December 31, 2014

2014

In this age of smartphones and broadcasted texts and group messages, if your father makes you sit and type a New Year message on his 0-9 Keypad phone, and then asks you to send them one by one to his 1000s of contacts, taking confirmation on each contact; then I won't call it a happy end to an eventful year. 

2014 was supposed to be the greatest year of my life. I had all the plans, and all the enthusiasm. But in the end, it turned out be far from the greatest. 

I fought the worst depression of my life in March-April, had planned to participate in a triathlon but couldn't even start preparation, wanted to develop a more extroverted persona but mostly continued with my recluse characteristics, book 2 couldn't be completed on time, missed the deadline for the planned switch, was annoyed with the constant health niggles in the second half of the year, suffering insomania for past 3 weeks, and so on... The list of failures and heartbreaks and problems is long.

* Exercise requirements:
1. In the post about 2014, copy word for word the stretch that begins at "December 31, 2014" and stops after "an eventful year.".
2. Carry the post about 2014 further, picking up after its last sentence and keeping the same voice.

Rows taken from a pointing dataset
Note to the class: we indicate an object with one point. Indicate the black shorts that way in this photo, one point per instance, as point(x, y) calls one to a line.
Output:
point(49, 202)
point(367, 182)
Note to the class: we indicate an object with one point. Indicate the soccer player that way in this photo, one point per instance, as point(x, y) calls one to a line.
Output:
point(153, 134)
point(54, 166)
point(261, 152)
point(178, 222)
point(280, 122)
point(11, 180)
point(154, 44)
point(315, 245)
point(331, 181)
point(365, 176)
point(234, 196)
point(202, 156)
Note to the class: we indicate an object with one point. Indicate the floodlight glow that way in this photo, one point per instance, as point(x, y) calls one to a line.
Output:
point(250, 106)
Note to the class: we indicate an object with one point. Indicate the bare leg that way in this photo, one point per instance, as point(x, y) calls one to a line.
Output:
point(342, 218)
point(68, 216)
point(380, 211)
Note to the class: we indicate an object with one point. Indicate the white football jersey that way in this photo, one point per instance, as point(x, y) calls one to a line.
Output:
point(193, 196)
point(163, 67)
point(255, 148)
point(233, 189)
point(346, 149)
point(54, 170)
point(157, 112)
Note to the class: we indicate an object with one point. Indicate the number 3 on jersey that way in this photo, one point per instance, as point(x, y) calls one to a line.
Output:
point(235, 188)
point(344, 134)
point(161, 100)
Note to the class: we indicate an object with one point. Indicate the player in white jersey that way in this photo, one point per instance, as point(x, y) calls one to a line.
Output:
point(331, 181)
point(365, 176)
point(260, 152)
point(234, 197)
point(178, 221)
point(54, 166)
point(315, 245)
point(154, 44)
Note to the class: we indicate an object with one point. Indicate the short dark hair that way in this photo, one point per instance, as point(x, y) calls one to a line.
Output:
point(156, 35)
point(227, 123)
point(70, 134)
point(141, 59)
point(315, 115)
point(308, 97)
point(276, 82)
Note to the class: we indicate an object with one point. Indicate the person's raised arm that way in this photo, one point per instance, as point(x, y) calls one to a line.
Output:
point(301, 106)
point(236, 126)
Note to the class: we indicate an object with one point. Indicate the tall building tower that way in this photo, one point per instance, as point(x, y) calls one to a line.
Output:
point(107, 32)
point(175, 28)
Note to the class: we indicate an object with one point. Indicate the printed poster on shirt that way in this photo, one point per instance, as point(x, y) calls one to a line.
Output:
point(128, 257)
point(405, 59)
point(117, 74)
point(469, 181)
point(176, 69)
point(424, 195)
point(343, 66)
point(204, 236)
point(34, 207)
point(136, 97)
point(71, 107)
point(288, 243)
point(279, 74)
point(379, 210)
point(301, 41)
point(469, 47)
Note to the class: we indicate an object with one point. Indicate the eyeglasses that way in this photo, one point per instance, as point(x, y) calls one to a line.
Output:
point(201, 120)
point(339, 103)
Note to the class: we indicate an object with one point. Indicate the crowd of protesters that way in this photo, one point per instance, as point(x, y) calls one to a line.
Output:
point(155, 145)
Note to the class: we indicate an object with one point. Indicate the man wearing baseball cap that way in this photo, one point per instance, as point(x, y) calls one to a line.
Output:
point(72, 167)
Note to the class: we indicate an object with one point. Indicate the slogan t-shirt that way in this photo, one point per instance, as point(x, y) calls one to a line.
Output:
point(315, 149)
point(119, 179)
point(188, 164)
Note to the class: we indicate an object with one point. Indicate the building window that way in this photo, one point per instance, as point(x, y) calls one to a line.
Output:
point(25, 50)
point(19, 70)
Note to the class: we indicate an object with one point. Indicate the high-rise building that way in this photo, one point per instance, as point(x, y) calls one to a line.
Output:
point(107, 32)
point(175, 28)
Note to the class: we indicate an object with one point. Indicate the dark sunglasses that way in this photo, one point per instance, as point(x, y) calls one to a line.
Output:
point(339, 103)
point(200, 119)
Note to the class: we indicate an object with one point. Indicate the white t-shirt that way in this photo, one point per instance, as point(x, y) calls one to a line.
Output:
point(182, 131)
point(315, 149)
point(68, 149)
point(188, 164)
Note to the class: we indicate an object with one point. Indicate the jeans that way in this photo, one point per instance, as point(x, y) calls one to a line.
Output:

* Outputs by task:
1.
December 31, 2014

2014

In this age of smartphones and broadcasted texts and group messages, if your father makes you sit and type a New Year message on his 0-9 Keypad phone, and then asks you to send them one by one to his 1000s of contacts, taking confirmation on each contact; then I won't call it a happy end to an eventful year.

2.
But it wasn't all gloom and doom. First and foremost I dreamt and became a (self) published author! Tried my hands in various forms of creative writing including fiction and had quite a decent success. Wrote songs and collaborated on composing them, recorded musical recitations,  ran a pretty satisfying 6K despite illness, made more than 150 compositions taking the collection on #1000Sher to more than double in an year. Self challenged myself and remained successful on numerous occasions: whether blogging regularly for a month, or the 30 day composing challenge, or the number of restrictions I put on myself to check my self discipline. I traveled more and experienced more new things than the other years. I became a better and more confident employee and finally even an entrepreneur (by selling the novel!). And most important of them all, I bonded and created/strengthened so many relationships. If nothing else, this would have a very positive effect over the years to come.

And there are so many other things I left to mention!

2014 wasn't the greatest, but it certainly proved to be one of the most memorable year yet.


While 2014 was chokeful of resolutions and planning, I am making none in 2015. No particular career/personal goals, no ideas to implement, no travel plans. I would work on ideas/projects as and when they hit the brain. 

Instead, I am going to concentrate on becoming a healthier, mentally stronger, trustworthy and responsible person.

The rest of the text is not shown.